(Beginning of Supplied material)
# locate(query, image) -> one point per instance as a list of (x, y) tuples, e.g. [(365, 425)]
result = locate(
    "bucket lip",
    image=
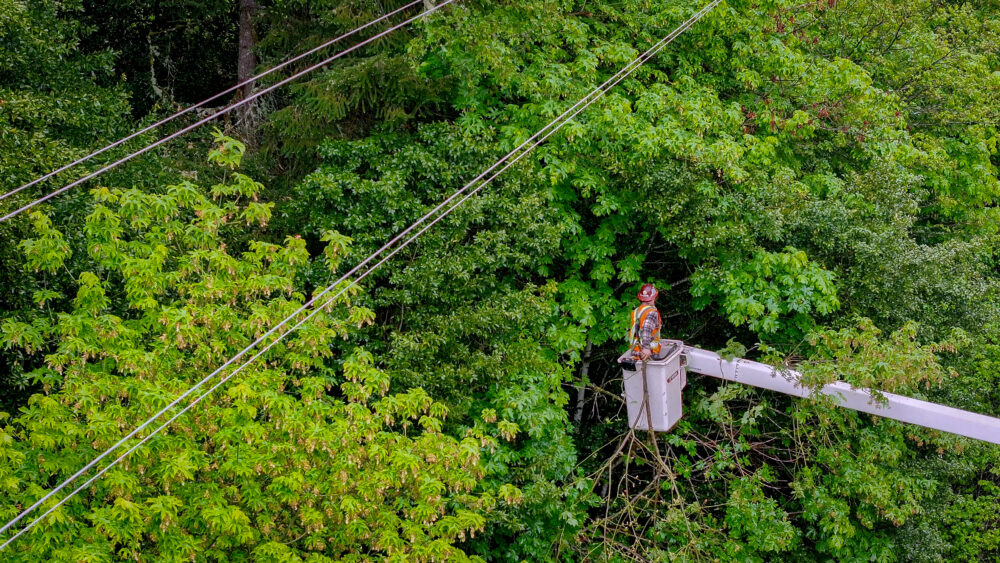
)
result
[(677, 349)]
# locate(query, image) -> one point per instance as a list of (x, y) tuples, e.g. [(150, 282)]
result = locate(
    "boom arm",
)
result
[(905, 409)]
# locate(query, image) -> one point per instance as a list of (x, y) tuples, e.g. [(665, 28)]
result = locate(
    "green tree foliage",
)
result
[(812, 184), (303, 453)]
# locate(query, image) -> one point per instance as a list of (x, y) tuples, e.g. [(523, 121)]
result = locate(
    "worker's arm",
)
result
[(649, 327)]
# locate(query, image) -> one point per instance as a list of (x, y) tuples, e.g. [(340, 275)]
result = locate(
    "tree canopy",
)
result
[(810, 184)]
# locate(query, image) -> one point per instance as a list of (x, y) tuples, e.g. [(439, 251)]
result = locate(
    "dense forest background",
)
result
[(810, 183)]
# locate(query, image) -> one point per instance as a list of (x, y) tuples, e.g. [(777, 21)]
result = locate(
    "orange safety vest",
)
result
[(639, 315)]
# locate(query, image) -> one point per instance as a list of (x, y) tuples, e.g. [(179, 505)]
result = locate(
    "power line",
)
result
[(221, 112), (535, 140), (191, 108)]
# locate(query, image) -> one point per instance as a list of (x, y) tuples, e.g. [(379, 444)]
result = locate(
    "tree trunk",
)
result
[(582, 389), (246, 61)]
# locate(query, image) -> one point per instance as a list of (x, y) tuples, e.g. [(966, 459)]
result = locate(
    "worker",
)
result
[(644, 333)]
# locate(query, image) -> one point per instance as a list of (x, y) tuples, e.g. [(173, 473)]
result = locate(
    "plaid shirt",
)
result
[(648, 329)]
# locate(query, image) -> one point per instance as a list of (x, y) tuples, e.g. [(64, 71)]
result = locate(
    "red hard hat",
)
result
[(647, 293)]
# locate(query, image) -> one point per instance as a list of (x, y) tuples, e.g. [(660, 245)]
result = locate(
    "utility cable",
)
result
[(222, 111), (191, 108), (535, 140)]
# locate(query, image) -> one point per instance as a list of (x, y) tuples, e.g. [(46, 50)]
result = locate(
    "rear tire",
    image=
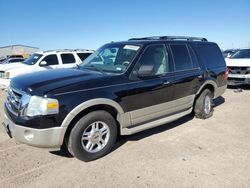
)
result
[(203, 107), (93, 136)]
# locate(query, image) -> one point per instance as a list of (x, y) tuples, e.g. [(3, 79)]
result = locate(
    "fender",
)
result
[(90, 103)]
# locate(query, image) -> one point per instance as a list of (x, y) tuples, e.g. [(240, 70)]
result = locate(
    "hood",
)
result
[(42, 82), (237, 62), (9, 66)]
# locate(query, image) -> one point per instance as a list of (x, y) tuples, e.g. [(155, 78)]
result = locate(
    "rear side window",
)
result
[(210, 55), (245, 53), (193, 57), (181, 57), (83, 56), (68, 58), (51, 60)]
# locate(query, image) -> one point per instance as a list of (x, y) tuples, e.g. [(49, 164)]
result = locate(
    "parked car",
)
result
[(239, 68), (12, 60), (229, 53), (15, 56), (121, 89), (44, 60)]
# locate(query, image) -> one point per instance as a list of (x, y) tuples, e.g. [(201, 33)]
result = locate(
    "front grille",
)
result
[(238, 70), (1, 74), (13, 101)]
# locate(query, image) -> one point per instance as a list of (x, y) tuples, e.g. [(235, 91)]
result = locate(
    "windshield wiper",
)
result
[(92, 67)]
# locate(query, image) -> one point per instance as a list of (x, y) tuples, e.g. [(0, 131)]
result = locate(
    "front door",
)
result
[(149, 95), (187, 75)]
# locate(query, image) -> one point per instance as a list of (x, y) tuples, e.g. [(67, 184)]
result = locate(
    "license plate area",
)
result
[(7, 129)]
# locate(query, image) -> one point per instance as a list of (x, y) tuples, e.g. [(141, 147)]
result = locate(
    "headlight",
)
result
[(6, 75), (41, 106)]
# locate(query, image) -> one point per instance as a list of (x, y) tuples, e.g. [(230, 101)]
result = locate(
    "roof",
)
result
[(65, 50), (162, 39), (18, 45)]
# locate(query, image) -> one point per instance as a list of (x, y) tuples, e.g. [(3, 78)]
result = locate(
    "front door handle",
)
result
[(166, 83), (200, 76)]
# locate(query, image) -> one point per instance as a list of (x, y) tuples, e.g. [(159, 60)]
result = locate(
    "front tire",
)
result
[(93, 136), (203, 107)]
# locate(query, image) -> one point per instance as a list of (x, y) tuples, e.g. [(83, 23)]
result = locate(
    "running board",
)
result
[(149, 125)]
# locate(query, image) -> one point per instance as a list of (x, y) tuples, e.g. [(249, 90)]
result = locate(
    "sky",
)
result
[(61, 24)]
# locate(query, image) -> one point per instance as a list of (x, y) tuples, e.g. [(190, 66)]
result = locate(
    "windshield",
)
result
[(32, 59), (111, 58), (242, 54)]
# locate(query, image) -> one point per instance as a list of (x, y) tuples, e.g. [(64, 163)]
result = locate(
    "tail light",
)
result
[(225, 76)]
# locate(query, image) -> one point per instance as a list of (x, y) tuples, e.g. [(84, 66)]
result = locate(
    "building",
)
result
[(17, 50)]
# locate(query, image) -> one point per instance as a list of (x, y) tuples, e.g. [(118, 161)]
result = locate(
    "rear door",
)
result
[(187, 75)]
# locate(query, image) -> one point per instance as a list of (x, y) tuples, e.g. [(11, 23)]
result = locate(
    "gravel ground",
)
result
[(186, 153)]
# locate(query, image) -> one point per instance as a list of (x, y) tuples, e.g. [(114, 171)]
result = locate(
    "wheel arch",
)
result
[(96, 104), (210, 84)]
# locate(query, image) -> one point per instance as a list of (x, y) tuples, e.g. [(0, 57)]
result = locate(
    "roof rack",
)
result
[(66, 50), (171, 38)]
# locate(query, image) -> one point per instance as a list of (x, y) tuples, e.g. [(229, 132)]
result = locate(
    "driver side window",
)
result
[(51, 60)]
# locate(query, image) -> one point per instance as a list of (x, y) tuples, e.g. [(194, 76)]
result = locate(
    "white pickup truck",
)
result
[(239, 67), (42, 61)]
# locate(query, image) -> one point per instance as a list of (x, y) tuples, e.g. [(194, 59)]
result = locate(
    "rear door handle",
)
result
[(166, 83)]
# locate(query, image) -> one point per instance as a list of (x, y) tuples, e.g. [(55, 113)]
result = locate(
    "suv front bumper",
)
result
[(44, 138), (4, 83), (238, 79)]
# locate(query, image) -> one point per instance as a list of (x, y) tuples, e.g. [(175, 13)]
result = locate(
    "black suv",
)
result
[(121, 89)]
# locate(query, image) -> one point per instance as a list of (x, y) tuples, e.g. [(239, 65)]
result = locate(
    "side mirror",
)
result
[(43, 63), (145, 71)]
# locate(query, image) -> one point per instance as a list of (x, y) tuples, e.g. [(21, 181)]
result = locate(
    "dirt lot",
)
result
[(187, 153)]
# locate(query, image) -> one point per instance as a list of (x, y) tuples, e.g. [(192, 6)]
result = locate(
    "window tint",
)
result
[(194, 58), (68, 58), (157, 57), (210, 54), (245, 53), (51, 60), (181, 57), (83, 56)]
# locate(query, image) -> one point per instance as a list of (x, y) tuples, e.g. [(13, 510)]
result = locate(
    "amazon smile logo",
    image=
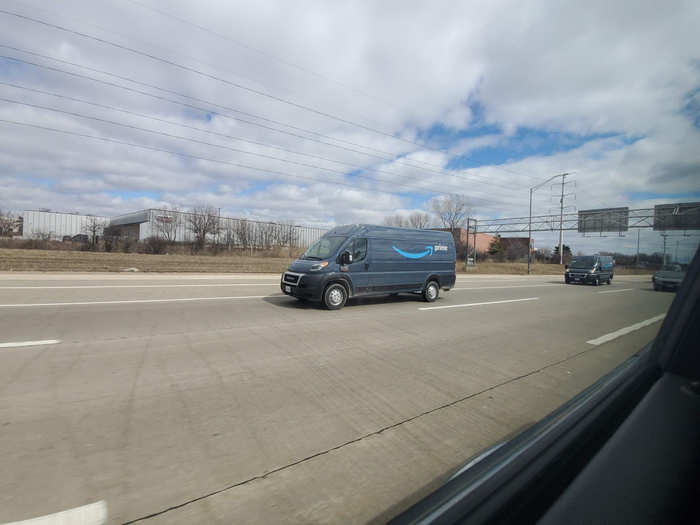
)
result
[(428, 251)]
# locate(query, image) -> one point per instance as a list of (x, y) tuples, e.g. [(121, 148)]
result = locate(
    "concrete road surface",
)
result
[(215, 399)]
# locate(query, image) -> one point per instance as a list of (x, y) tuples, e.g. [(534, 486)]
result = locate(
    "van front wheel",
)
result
[(335, 296), (431, 292)]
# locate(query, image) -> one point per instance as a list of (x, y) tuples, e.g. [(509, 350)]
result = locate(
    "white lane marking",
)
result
[(84, 287), (91, 514), (624, 331), (136, 301), (478, 304), (499, 287), (30, 343)]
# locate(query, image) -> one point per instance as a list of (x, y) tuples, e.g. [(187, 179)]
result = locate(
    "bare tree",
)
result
[(166, 224), (202, 221), (7, 224), (94, 228), (244, 233), (419, 220), (398, 221), (452, 210)]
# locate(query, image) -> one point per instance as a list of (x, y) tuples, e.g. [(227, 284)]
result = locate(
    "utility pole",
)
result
[(466, 250), (561, 220), (675, 258), (664, 235)]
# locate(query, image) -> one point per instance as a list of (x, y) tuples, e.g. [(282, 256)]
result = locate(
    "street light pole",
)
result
[(529, 236), (561, 220)]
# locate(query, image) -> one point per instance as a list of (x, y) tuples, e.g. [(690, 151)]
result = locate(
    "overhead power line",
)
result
[(210, 76), (217, 161), (261, 52), (400, 161), (210, 144), (218, 134)]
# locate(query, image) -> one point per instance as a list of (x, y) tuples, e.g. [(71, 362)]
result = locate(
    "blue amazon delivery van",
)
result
[(361, 259)]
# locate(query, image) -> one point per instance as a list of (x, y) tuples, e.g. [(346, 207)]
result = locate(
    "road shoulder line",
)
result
[(624, 331)]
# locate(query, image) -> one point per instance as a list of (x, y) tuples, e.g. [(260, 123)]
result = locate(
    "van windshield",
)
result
[(583, 262), (324, 248)]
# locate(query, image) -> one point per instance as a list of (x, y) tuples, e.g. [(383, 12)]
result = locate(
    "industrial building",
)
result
[(171, 225), (54, 225)]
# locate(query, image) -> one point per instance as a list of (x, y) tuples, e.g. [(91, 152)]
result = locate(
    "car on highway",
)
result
[(669, 277), (594, 269), (362, 259)]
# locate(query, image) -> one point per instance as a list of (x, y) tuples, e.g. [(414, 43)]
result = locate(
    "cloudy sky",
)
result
[(336, 112)]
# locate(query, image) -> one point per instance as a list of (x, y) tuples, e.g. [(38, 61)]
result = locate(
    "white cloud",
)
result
[(596, 68)]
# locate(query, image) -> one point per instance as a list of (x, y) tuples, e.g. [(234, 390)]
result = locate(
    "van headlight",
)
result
[(319, 266)]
(End of Supplied material)
* Description of the task *
Wherever the word "amazon" appears in a line of the data, copy that line.

* Solution to this task *
    "amazon smile logo",
    "blue amazon delivery van",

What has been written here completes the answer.